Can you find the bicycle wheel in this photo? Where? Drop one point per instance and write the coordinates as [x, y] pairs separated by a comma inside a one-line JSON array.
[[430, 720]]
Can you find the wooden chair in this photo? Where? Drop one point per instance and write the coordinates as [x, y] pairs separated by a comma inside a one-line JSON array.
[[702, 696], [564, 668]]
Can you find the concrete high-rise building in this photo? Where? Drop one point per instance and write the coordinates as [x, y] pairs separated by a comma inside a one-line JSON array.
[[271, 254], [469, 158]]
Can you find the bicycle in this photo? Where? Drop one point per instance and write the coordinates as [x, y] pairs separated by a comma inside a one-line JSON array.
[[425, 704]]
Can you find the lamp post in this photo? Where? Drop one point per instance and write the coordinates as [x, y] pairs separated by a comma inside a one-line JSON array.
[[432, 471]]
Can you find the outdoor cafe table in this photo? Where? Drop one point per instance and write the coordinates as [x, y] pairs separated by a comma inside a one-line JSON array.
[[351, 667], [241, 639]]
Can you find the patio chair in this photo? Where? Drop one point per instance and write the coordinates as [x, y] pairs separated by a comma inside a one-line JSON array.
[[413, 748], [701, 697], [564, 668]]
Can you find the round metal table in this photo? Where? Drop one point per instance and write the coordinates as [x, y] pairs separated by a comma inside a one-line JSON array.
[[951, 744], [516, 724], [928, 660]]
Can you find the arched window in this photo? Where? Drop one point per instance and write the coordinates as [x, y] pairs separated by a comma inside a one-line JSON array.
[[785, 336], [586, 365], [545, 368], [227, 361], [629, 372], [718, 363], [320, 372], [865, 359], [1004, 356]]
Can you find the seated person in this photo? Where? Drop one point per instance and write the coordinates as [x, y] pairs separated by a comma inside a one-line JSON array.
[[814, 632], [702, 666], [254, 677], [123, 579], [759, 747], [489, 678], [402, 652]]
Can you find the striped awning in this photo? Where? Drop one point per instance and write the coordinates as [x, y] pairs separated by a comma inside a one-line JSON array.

***

◆ **TASK**: Repeat all of the records, letter for letter.

◆ **SOLUTION TO THIS PROBLEM**:
Can you find the bicycle wheel in this photo? Where? Drop one point per instance and write the coordinates as [x, y] pairs separated by a comma inside a one-line JSON array.
[[430, 720]]
Can you find the wooden chair in this photo? Where? Drop one point per instance and write the coordinates as [x, y] pairs separated by a comma inside a one-line JSON array.
[[702, 696], [564, 668]]
Can you find the concrete high-rise building in this photo? Where? Drop one point per instance and write the coordinates as [x, y] pairs separated by a comma inside a one-line JSON array.
[[271, 254], [469, 158]]
Can you find the bicycle in this photo? Where? Drop one point per instance and write the coordinates as [x, y] pairs separated by a comma inside a one-line JSON array.
[[425, 704]]
Can you find the lamp post in this photo? Where? Drop one point per instance and write the coordinates as [x, y] pairs separated by a comma inside a one-line JSON array.
[[432, 471]]
Can you find the outdoor cafe table in this photo? Where? Drop one point per instance and write the coordinates as [x, y] pairs separated by a comma inside a one-line JSON array.
[[351, 667], [241, 639]]
Can you find the patio chair in this photo? Where? Drop one point per instance and write the coordinates as [x, y] pairs separated by a comma inside a one-line JSON array.
[[413, 748], [701, 697], [564, 668]]
Can you find the round metal table in this photo? Where? Drop one point per instance and write the coordinates as [x, y] pairs separated by a comma inside a one-line JSON array.
[[951, 744], [516, 724], [928, 660]]
Can you find the arched window in this photo? Where? Drop one point per instance and write the coordinates as [x, y] pairs separated by a comma inside a one-line JSON array.
[[785, 336], [586, 365], [545, 368], [227, 361], [629, 372], [718, 363], [320, 372], [865, 359], [1004, 356]]
Can you find the seated person in this photo? Where? Drop one point per instance and write the coordinates as [x, y] pairs separated by a comma inside a one-line JSON array.
[[814, 632], [702, 666], [254, 677], [123, 579], [759, 747], [489, 678], [402, 652]]
Can you find the striped awning in this photo? Where? Drop one point per instance and write the coordinates as [x, y] pairs separated by a comma inside a one-line JSON array.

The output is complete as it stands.